» Document extract:

┌────────

Seriously, I am way geeking out in this post. If it weren’t for the fact I wrote so much without realizing it, I would delete this post just as quick as all the others (this is post number 325, yet I only have 155 on my blog. Hmm…). Still, if things like file system jokes sound like your idea of a chuckle, then by all means read on.

I hear a lot of talk about how great Linux is, stable this, open-source that, blah blah blah, but it came through where both Windows (micro$uck, am i rite?!?!) and Mac OS (more like crap os!!1!1) failed horribly and repeatedly, specifically transferring files between the platforms. Let’s go to the chart.

Windows, home of NTFS and FAT32. I’m leaving FAT16 and FAT12 out of this since they are really quite old and no one likes them because they’re FAT. Also, there is no chart, that was just a segue. Sorry to disappoint you. NTFS support is a Windows exclusive, so that won’t work for cross-platform file transferification. FAT32 is more or less universally accessible, but has such exciting features as a 32 GB partition limit and 4 GB file limit. Of course, the FAT32 specifications actually allows for partitions up to 2 terabytes in size, but Windows XP is all like, “oh no you di’int” and gives you a logical drive error if you try to format over 32 gigs. It turns out that Mac OS has no trouble at all formatting FAT32 partitions larger than 32 GB, so put that in your pipe and smoke it, Microsoft. Still, the 4 GB file limit is real buzz kill. Let’s go crash Apple’s party.

└────────

» Entries supplied:
┌────────

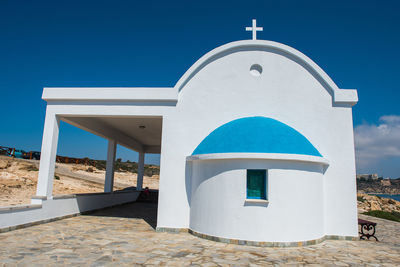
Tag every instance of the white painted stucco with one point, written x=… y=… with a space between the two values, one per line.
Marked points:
x=206 y=194
x=294 y=211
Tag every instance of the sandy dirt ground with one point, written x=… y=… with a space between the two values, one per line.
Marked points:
x=18 y=179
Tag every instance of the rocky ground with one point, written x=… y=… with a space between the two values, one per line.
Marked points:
x=18 y=179
x=378 y=186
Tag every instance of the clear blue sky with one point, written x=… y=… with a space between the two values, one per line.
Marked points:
x=152 y=43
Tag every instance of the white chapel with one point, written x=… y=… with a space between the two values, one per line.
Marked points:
x=255 y=139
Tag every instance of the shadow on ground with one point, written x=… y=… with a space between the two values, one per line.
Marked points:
x=136 y=210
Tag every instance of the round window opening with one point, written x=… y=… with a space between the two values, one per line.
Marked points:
x=255 y=70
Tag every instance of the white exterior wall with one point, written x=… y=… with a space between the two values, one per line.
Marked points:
x=218 y=89
x=225 y=90
x=295 y=195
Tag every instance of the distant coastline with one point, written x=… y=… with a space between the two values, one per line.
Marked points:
x=391 y=196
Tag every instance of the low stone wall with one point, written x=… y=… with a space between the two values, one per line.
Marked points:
x=44 y=210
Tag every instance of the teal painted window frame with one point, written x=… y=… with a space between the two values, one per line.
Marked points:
x=264 y=192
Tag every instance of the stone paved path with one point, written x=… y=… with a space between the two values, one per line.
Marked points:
x=124 y=236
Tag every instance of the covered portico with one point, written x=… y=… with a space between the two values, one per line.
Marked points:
x=131 y=117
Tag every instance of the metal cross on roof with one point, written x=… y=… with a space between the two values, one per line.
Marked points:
x=254 y=29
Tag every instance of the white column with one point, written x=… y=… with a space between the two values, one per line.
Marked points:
x=139 y=185
x=48 y=155
x=109 y=182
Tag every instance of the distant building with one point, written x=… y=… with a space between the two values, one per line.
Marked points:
x=256 y=145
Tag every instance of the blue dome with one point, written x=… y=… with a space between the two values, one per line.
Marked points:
x=256 y=135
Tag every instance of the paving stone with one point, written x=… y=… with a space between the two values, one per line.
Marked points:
x=124 y=236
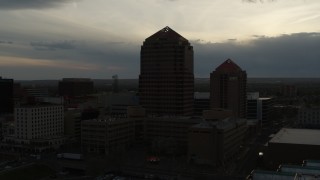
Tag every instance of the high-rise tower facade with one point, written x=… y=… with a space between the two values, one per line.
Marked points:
x=228 y=88
x=166 y=81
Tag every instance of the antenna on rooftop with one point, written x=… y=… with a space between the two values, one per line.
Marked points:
x=115 y=84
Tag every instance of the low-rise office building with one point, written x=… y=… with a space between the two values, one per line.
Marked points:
x=216 y=142
x=293 y=146
x=309 y=117
x=105 y=136
x=38 y=128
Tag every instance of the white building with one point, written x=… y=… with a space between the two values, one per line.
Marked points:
x=35 y=122
x=37 y=128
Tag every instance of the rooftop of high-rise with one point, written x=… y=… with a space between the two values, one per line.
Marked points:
x=167 y=34
x=228 y=66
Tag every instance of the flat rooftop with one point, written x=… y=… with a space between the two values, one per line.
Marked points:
x=297 y=136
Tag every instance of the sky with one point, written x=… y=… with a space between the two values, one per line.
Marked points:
x=53 y=39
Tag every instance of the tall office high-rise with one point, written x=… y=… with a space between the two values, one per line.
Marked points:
x=6 y=96
x=228 y=88
x=166 y=81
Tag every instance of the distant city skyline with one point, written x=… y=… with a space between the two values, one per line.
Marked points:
x=54 y=39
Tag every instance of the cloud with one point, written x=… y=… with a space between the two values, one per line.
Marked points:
x=8 y=61
x=31 y=4
x=52 y=46
x=6 y=42
x=255 y=1
x=289 y=55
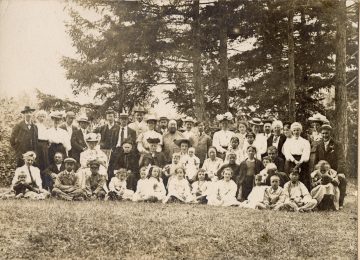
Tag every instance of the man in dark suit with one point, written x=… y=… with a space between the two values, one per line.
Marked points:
x=78 y=143
x=277 y=139
x=49 y=175
x=69 y=127
x=125 y=132
x=274 y=158
x=153 y=157
x=127 y=158
x=331 y=151
x=109 y=132
x=24 y=136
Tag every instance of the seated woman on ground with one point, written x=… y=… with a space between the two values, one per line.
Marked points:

└────────

» Stated task 1: In the blog post on file systems, translate this sentence into Spanish: "FAT32 is more or less universally accessible, but has such exciting features as a 32 GB partition limit and 4 GB file limit."
» Stated task 2: Proceed with the blog post on file systems, picking up after its final sentence.
The rows play no part in these tasks.

» Exercise response 1: FAT32 es más o menos accesible universalmente, pero tiene características tan emocionantes como un límite de partición de 32 GB y un límite de archivo de 4 GB.

» Exercise response 2:
On the think different side of things, Mac OS is just as bad. HFS+ is just like NTFS: only its native OS can read it. There is MacDrive, a program that allows Mac volumes to be read by Windows, but it’s not free and that simply isn’t acceptable. I fully expect every piece of software I use to be completely functioning and open source or creative commons or whatever it takes so that I can use it without paying anyone. That’s the right attitude about software, right? Am I laying it on too thick? HFS, the previous Mac file system, isn’t any more helpful than its beplussed successor, and just like FAT32 comes with the apparently very hip 4 GB file size limitation. Not so good for moving around large DV files or pirated movies. I mean no.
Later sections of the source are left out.